Work instructions
Once the line containing "Where can the antenna" has been printed, stop; print every line before it exactly, starting at the top of the material below.
*** Opening Records supplied ***
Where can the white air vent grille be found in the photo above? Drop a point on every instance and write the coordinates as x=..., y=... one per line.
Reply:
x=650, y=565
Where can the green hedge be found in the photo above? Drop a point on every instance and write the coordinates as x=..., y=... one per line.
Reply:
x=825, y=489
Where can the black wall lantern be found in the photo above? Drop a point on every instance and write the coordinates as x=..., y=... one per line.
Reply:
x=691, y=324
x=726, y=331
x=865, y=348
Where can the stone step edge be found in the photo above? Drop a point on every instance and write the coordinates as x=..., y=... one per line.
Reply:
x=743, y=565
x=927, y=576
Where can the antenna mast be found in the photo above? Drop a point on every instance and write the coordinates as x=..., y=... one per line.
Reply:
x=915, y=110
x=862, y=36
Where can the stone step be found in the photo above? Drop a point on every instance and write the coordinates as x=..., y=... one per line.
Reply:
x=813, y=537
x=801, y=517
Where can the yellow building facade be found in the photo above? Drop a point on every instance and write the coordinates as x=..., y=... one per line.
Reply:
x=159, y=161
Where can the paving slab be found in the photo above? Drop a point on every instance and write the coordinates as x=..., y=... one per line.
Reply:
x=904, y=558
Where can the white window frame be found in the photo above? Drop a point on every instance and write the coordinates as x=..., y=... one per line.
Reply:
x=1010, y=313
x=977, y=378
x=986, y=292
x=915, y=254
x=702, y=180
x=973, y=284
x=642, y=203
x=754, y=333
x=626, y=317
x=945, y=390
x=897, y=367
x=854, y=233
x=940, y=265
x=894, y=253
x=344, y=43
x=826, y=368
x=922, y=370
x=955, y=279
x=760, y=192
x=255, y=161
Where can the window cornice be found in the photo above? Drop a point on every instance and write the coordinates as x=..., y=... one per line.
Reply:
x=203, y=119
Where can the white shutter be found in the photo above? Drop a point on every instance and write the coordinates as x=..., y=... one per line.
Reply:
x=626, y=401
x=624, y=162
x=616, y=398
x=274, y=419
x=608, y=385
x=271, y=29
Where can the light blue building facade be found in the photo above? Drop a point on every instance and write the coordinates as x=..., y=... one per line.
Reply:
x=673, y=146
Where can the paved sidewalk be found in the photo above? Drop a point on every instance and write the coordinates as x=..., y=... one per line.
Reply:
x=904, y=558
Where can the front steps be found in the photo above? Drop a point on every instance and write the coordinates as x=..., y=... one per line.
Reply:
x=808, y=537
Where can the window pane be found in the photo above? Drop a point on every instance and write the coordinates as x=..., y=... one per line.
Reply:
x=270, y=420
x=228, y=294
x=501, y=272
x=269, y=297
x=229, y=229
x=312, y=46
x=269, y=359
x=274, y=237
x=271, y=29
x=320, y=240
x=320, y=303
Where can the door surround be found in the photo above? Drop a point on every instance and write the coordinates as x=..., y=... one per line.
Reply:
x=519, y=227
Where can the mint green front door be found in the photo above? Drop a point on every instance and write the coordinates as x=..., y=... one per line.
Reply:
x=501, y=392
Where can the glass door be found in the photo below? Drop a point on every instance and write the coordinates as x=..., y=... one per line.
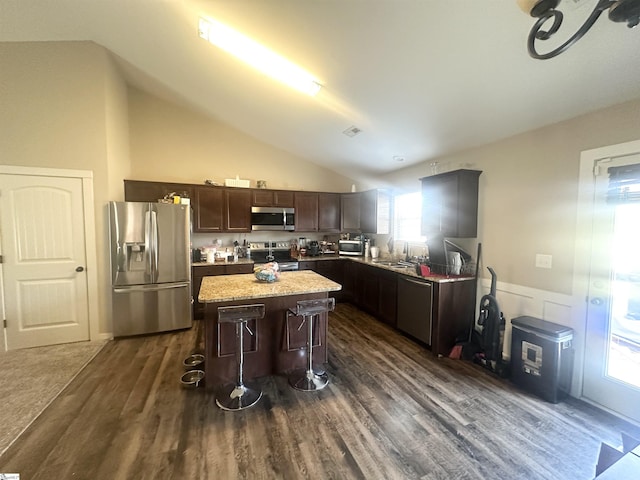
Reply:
x=612, y=362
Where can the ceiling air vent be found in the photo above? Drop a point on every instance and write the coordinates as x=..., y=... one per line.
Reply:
x=352, y=131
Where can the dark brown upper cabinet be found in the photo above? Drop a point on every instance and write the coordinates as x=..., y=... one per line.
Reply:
x=329, y=212
x=142, y=191
x=272, y=198
x=366, y=212
x=450, y=204
x=306, y=211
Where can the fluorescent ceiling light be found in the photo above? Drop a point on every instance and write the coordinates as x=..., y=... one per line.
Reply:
x=259, y=57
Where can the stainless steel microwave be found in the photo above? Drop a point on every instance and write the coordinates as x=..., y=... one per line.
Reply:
x=272, y=218
x=351, y=247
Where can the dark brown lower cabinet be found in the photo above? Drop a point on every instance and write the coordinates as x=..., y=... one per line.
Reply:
x=375, y=290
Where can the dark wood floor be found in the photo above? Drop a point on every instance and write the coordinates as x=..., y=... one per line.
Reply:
x=391, y=411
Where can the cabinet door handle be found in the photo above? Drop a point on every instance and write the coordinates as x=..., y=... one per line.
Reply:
x=418, y=282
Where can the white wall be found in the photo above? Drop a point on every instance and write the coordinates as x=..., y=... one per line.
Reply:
x=64, y=106
x=172, y=143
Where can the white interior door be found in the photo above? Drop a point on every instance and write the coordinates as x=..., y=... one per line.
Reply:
x=44, y=260
x=612, y=360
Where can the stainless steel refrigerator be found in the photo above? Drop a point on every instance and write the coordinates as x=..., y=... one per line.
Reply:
x=150, y=267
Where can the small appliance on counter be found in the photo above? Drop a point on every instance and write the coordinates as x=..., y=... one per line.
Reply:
x=266, y=252
x=314, y=248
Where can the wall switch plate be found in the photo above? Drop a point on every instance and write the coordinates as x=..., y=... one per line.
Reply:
x=543, y=261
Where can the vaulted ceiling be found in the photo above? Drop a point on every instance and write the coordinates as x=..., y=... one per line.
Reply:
x=419, y=78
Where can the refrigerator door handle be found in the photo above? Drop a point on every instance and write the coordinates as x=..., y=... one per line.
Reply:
x=154, y=245
x=150, y=288
x=148, y=245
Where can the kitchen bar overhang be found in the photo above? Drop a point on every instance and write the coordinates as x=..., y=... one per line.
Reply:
x=277, y=346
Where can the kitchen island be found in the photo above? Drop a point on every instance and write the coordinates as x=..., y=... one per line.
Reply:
x=277, y=345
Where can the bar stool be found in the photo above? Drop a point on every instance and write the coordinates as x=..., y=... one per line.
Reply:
x=239, y=396
x=311, y=378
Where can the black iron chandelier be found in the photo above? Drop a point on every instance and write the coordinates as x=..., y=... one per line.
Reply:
x=627, y=11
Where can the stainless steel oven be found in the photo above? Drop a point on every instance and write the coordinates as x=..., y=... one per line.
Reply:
x=272, y=218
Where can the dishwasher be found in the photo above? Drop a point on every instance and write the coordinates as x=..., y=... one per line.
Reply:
x=415, y=299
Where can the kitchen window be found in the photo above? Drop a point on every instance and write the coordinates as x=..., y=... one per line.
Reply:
x=407, y=217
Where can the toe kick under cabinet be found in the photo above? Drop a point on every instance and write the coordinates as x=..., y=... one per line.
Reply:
x=435, y=312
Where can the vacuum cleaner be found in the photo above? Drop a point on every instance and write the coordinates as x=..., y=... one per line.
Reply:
x=490, y=340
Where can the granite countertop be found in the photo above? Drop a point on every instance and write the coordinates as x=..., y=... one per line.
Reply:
x=226, y=288
x=221, y=263
x=409, y=271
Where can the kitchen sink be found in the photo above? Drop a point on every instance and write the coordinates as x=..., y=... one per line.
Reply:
x=394, y=264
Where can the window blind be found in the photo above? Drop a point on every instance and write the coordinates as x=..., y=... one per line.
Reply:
x=624, y=184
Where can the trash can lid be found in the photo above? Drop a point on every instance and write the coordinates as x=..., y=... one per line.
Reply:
x=542, y=326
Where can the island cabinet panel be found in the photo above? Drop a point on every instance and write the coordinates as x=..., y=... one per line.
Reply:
x=144, y=191
x=276, y=348
x=450, y=204
x=306, y=211
x=272, y=198
x=333, y=270
x=238, y=210
x=198, y=272
x=329, y=212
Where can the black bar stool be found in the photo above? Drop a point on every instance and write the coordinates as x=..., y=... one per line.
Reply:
x=239, y=396
x=311, y=378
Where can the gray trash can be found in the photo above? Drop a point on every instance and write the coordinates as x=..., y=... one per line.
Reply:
x=541, y=357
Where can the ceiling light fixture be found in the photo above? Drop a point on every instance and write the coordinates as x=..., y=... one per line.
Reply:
x=352, y=131
x=258, y=56
x=627, y=11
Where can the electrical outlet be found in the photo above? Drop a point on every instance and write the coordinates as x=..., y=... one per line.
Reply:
x=543, y=261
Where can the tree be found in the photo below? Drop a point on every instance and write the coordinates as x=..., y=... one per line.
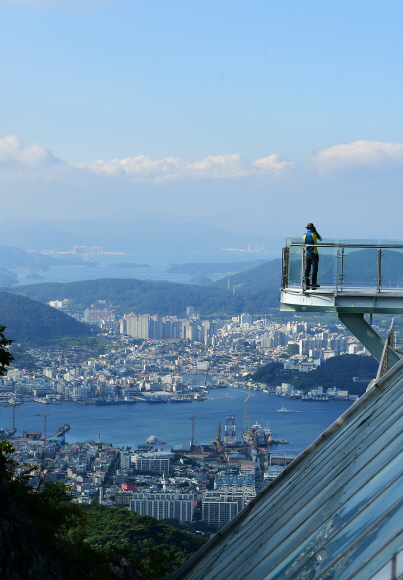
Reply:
x=6, y=358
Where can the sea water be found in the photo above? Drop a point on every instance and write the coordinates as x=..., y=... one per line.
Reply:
x=131, y=424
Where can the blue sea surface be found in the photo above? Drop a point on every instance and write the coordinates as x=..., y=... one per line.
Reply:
x=130, y=425
x=155, y=269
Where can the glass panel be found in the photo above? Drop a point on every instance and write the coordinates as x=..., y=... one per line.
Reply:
x=356, y=263
x=253, y=528
x=271, y=519
x=384, y=573
x=303, y=562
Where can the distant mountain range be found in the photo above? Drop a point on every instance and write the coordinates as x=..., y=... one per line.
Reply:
x=220, y=268
x=27, y=321
x=163, y=298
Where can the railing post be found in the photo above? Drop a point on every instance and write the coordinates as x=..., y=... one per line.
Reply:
x=379, y=272
x=285, y=267
x=342, y=270
x=337, y=270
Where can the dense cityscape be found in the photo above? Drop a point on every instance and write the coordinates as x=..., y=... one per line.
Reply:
x=199, y=485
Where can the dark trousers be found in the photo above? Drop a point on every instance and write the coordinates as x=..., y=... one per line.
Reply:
x=311, y=261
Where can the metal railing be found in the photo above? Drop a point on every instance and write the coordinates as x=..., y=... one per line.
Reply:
x=344, y=266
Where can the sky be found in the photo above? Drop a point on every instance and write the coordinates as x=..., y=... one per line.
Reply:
x=258, y=116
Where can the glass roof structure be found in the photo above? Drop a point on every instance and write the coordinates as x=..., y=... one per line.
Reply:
x=336, y=512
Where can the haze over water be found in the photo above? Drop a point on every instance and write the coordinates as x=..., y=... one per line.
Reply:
x=130, y=425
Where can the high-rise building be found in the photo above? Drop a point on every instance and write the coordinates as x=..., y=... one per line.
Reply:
x=164, y=505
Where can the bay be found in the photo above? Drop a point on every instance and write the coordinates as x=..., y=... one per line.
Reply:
x=130, y=425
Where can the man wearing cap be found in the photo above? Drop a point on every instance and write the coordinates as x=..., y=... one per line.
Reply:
x=311, y=255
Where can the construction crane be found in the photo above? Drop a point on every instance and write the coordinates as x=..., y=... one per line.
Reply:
x=193, y=427
x=46, y=414
x=246, y=413
x=13, y=405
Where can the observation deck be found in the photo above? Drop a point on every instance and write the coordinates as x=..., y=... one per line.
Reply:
x=356, y=277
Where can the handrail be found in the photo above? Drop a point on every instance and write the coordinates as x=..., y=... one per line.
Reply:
x=341, y=245
x=342, y=275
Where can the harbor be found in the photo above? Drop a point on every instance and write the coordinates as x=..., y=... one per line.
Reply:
x=130, y=425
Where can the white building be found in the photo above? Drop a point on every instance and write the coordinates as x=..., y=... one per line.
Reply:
x=164, y=505
x=156, y=462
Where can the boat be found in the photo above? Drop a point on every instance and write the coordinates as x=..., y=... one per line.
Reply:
x=5, y=434
x=114, y=402
x=179, y=400
x=156, y=400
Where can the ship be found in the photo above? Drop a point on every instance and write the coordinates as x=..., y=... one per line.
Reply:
x=179, y=400
x=154, y=400
x=262, y=436
x=5, y=434
x=115, y=402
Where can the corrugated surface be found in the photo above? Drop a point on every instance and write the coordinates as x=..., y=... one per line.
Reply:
x=336, y=512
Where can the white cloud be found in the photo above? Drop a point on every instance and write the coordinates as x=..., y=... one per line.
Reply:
x=273, y=163
x=13, y=152
x=359, y=153
x=173, y=168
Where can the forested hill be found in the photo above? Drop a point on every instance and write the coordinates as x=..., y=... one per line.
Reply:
x=144, y=296
x=264, y=278
x=338, y=371
x=30, y=321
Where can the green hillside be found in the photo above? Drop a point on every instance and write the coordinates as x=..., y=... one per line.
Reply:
x=27, y=320
x=144, y=296
x=120, y=529
x=337, y=371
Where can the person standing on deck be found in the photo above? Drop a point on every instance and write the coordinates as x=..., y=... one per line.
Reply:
x=311, y=256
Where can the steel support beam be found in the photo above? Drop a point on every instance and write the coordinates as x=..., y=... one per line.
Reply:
x=357, y=324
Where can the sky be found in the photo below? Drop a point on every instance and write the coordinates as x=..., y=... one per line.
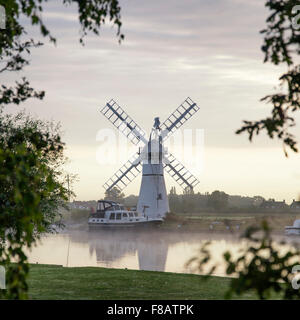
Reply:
x=206, y=50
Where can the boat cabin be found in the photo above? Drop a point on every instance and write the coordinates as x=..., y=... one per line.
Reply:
x=113, y=211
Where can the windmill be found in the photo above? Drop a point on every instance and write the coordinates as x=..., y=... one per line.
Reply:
x=152, y=158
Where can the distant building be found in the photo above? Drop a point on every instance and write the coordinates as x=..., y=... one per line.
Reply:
x=272, y=205
x=295, y=206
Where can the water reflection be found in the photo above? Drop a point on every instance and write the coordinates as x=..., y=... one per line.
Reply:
x=155, y=250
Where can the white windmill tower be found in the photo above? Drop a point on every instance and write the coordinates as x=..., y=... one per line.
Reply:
x=152, y=158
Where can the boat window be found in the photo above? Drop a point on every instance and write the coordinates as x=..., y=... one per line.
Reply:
x=107, y=205
x=100, y=206
x=112, y=216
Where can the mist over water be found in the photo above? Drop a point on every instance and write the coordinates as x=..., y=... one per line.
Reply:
x=154, y=250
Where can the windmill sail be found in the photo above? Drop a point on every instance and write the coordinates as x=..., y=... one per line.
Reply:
x=127, y=173
x=179, y=173
x=121, y=120
x=179, y=117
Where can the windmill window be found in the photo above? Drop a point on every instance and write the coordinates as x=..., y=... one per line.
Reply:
x=112, y=216
x=100, y=206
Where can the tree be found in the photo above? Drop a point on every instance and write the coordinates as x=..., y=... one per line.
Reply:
x=32, y=190
x=114, y=194
x=281, y=46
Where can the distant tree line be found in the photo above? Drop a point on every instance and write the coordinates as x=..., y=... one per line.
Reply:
x=190, y=202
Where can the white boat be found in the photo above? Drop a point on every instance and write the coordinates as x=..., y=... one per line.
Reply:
x=113, y=214
x=294, y=229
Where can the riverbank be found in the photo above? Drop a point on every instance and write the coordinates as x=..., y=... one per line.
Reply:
x=60, y=283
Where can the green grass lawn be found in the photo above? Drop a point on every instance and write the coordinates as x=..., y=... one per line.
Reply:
x=56, y=282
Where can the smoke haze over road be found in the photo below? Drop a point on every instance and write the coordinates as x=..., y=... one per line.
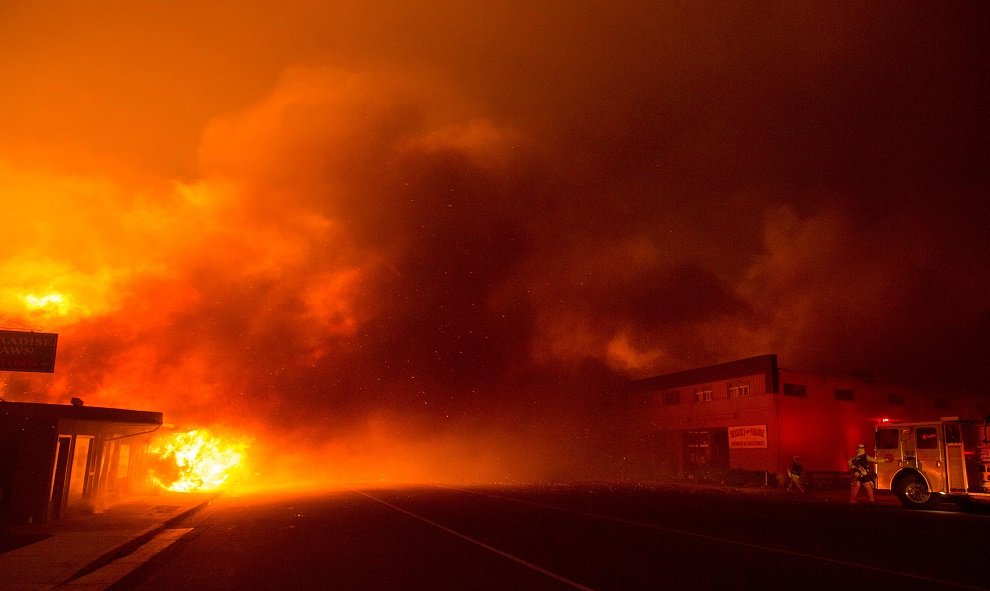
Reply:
x=458, y=228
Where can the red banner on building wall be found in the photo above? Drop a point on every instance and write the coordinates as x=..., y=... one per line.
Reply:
x=751, y=436
x=27, y=351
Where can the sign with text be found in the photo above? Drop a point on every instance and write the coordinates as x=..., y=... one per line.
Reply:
x=27, y=351
x=747, y=436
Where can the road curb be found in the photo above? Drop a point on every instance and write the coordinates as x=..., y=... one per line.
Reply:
x=136, y=542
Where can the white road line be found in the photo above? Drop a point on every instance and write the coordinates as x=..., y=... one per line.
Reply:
x=511, y=557
x=690, y=534
x=104, y=577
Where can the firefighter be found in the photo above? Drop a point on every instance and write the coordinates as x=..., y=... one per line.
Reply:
x=863, y=474
x=794, y=475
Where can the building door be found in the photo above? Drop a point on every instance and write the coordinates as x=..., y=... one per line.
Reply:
x=58, y=489
x=706, y=452
x=79, y=477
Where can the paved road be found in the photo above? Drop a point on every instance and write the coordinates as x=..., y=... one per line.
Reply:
x=567, y=538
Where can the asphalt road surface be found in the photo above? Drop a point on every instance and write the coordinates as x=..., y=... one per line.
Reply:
x=567, y=537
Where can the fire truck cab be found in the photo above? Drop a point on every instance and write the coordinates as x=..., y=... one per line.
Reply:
x=923, y=462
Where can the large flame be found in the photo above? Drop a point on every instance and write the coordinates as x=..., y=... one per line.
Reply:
x=196, y=461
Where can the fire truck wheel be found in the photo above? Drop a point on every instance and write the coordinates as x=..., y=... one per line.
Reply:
x=914, y=493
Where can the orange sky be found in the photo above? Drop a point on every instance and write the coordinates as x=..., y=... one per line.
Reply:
x=412, y=223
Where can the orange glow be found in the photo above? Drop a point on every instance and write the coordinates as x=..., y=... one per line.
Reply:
x=55, y=304
x=196, y=461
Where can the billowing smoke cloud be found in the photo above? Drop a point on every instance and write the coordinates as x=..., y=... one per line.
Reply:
x=431, y=247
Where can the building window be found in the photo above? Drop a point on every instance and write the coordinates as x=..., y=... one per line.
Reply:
x=738, y=390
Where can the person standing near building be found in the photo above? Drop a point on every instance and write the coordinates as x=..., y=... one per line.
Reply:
x=863, y=474
x=794, y=475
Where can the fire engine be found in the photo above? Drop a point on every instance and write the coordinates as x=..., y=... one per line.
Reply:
x=924, y=462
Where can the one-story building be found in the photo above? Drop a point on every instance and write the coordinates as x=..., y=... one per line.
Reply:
x=751, y=415
x=56, y=458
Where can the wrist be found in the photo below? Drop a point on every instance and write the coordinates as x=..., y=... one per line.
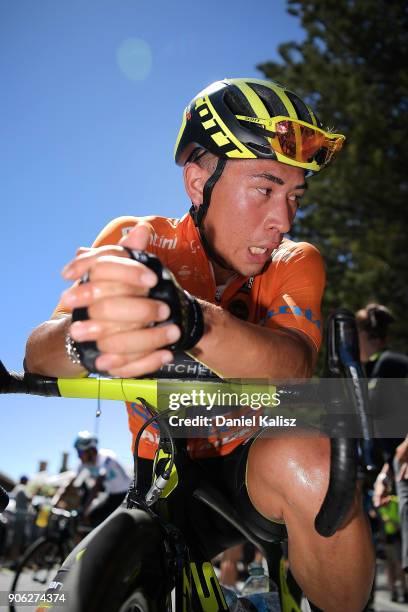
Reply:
x=71, y=350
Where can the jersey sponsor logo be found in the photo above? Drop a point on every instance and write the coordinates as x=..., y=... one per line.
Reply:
*** Closing Records supplied ***
Reply to the task
Where can the white air vent grille be found in the photo above? Drop a point on every instance and write the coordinates as x=..., y=... one per line.
Reply:
x=650, y=565
Where can the green hedge be found in the photo above? Drop a point on every instance and write the coordinates as x=..., y=... one per line.
Reply:
x=825, y=489
Where can the black wall lantern be found in the photo above? Drop a point on every instance and write the coordinates as x=..., y=... one per line.
Reply:
x=691, y=324
x=726, y=331
x=865, y=348
Where can the stone step edge be found in the photo above? Drop a point on every instance and write the coordinates as x=..., y=... one per line.
Reply:
x=743, y=565
x=927, y=576
Where can the antenna mast be found in the photo above? Drop a point on every instance and write the coordinates as x=..., y=... one per line.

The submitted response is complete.